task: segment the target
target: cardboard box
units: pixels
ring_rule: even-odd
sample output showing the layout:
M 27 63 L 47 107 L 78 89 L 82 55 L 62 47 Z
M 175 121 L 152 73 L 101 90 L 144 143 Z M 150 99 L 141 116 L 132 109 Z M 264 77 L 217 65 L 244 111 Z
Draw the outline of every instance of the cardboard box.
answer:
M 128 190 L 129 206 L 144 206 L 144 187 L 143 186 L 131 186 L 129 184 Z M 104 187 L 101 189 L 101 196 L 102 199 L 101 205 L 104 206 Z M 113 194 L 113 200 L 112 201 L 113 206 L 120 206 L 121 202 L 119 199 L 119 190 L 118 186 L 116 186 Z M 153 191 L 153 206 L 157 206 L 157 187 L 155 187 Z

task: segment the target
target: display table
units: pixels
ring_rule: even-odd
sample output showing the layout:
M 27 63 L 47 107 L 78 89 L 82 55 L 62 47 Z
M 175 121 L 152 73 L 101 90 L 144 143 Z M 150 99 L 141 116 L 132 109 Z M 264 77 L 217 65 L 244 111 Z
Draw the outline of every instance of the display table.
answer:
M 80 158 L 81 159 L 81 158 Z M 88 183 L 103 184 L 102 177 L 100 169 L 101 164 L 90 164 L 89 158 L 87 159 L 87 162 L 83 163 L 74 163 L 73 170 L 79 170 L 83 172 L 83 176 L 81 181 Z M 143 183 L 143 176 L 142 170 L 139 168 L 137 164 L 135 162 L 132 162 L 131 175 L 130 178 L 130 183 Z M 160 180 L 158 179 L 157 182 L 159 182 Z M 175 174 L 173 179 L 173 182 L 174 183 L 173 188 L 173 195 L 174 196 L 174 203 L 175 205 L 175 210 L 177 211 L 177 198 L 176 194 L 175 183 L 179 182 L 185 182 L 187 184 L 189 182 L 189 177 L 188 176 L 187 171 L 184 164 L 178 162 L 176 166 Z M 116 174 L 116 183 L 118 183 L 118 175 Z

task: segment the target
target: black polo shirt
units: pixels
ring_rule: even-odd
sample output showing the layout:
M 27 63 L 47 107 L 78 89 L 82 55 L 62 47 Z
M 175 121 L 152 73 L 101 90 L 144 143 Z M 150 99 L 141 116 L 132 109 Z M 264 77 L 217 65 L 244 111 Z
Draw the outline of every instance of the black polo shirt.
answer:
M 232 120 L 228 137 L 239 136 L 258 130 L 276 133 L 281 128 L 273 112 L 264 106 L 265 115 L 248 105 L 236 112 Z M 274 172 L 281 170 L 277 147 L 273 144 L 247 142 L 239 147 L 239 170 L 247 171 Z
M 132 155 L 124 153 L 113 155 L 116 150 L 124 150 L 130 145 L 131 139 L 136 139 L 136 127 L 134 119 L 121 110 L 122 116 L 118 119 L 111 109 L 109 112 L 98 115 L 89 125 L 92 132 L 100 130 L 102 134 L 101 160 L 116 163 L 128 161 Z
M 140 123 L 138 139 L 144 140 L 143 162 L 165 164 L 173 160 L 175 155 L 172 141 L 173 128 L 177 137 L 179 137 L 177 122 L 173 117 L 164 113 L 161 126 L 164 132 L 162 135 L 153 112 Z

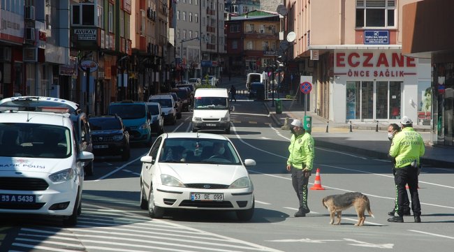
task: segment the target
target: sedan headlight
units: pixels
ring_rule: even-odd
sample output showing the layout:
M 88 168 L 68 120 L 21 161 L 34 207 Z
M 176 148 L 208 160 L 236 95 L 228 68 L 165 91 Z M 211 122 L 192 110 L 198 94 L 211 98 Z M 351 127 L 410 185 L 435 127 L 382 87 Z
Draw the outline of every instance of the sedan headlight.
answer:
M 61 182 L 62 181 L 70 180 L 74 177 L 74 170 L 72 168 L 64 170 L 49 175 L 49 179 L 52 182 Z
M 161 175 L 161 183 L 163 186 L 184 187 L 184 184 L 174 177 L 165 174 Z
M 119 141 L 121 140 L 123 140 L 123 135 L 116 135 L 112 137 L 112 139 L 113 139 L 115 141 Z
M 249 178 L 247 177 L 241 177 L 235 180 L 230 186 L 229 188 L 247 188 L 249 187 Z

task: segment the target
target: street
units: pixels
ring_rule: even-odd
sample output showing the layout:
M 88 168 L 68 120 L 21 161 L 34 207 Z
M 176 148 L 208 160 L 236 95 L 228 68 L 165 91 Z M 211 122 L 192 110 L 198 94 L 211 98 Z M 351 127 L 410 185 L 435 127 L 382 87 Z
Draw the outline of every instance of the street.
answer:
M 238 84 L 240 85 L 242 85 Z M 291 133 L 273 124 L 262 102 L 241 94 L 232 103 L 232 128 L 227 135 L 242 159 L 253 158 L 249 169 L 254 184 L 256 209 L 249 222 L 230 212 L 178 211 L 151 219 L 139 207 L 140 158 L 148 148 L 136 146 L 131 158 L 96 158 L 94 175 L 85 178 L 82 211 L 77 226 L 41 216 L 1 216 L 0 251 L 451 251 L 454 235 L 454 170 L 425 168 L 420 175 L 422 223 L 413 216 L 404 223 L 386 221 L 395 191 L 390 163 L 317 147 L 309 186 L 320 169 L 325 190 L 309 190 L 311 212 L 295 218 L 298 199 L 286 170 Z M 165 131 L 191 131 L 191 112 L 183 112 Z M 342 214 L 341 225 L 330 225 L 321 199 L 358 191 L 367 195 L 375 218 L 366 215 L 356 227 L 354 208 Z

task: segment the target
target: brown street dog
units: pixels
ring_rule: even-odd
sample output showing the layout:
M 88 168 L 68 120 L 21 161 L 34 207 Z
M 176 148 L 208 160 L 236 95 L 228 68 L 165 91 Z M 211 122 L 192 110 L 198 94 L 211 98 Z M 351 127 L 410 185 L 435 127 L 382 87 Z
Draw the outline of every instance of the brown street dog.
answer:
M 369 215 L 374 217 L 374 214 L 370 211 L 369 198 L 361 193 L 346 193 L 329 195 L 323 198 L 321 202 L 330 212 L 330 216 L 331 217 L 330 224 L 331 225 L 334 224 L 334 216 L 336 214 L 337 215 L 336 225 L 340 224 L 342 210 L 345 210 L 351 206 L 355 207 L 358 214 L 358 223 L 355 223 L 355 225 L 359 226 L 364 224 L 364 221 L 366 219 L 365 214 L 366 210 L 367 210 Z

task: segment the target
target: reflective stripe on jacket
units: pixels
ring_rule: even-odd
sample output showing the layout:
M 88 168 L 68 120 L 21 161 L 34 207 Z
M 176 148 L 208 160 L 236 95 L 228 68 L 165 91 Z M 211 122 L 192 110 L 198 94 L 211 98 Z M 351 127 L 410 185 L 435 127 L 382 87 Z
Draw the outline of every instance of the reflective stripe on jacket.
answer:
M 405 127 L 393 138 L 389 155 L 395 158 L 396 169 L 408 166 L 413 160 L 418 161 L 425 149 L 423 137 L 411 127 Z
M 293 165 L 297 169 L 306 168 L 312 170 L 315 154 L 314 138 L 311 134 L 306 132 L 296 137 L 295 134 L 292 135 L 288 151 L 290 155 L 287 159 L 287 165 Z

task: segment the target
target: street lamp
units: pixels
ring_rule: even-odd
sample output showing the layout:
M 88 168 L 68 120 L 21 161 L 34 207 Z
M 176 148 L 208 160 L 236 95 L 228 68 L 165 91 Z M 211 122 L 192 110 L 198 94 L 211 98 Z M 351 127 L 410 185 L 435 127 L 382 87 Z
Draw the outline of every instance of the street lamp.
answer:
M 196 38 L 192 38 L 189 39 L 182 39 L 181 44 L 182 44 L 182 50 L 180 52 L 180 57 L 181 57 L 181 64 L 182 64 L 182 77 L 181 77 L 181 81 L 183 82 L 183 77 L 184 75 L 184 69 L 183 68 L 183 42 L 187 42 L 187 41 L 191 41 L 193 40 L 196 39 L 198 39 L 198 37 Z

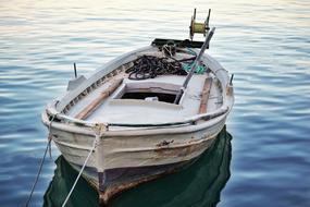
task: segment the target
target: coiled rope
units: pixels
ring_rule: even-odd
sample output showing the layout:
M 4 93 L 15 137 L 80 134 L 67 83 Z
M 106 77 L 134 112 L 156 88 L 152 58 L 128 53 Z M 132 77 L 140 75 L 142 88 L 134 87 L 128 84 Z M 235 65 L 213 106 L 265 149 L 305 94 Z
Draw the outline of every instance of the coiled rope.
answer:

**Work to do**
Rewrite the entries from the first line through the line containing "M 128 190 L", changing every "cardboard box" to "storage crate" and keeping everything else the same.

**Completed exercise**
task: segment the target
target: storage crate
units: pixels
ring_rule: even-odd
sample output showing the layout:
M 27 63 L 47 107 L 78 89 L 82 55 L 62 47 Z
M 175 121 L 152 73 L 101 90 L 144 143 Z M 150 99 L 141 116 L 132 109 Z M 264 77 L 217 65 L 244 111 Z
Draw the outline of every instance of the storage crate.
answer:
M 128 190 L 129 206 L 144 206 L 144 187 L 143 186 L 131 186 L 129 184 Z M 104 187 L 101 189 L 101 196 L 102 199 L 101 205 L 104 206 Z M 113 194 L 113 200 L 112 201 L 113 206 L 120 206 L 121 202 L 119 199 L 119 190 L 118 186 L 116 186 Z M 153 191 L 153 206 L 157 206 L 157 187 L 155 187 Z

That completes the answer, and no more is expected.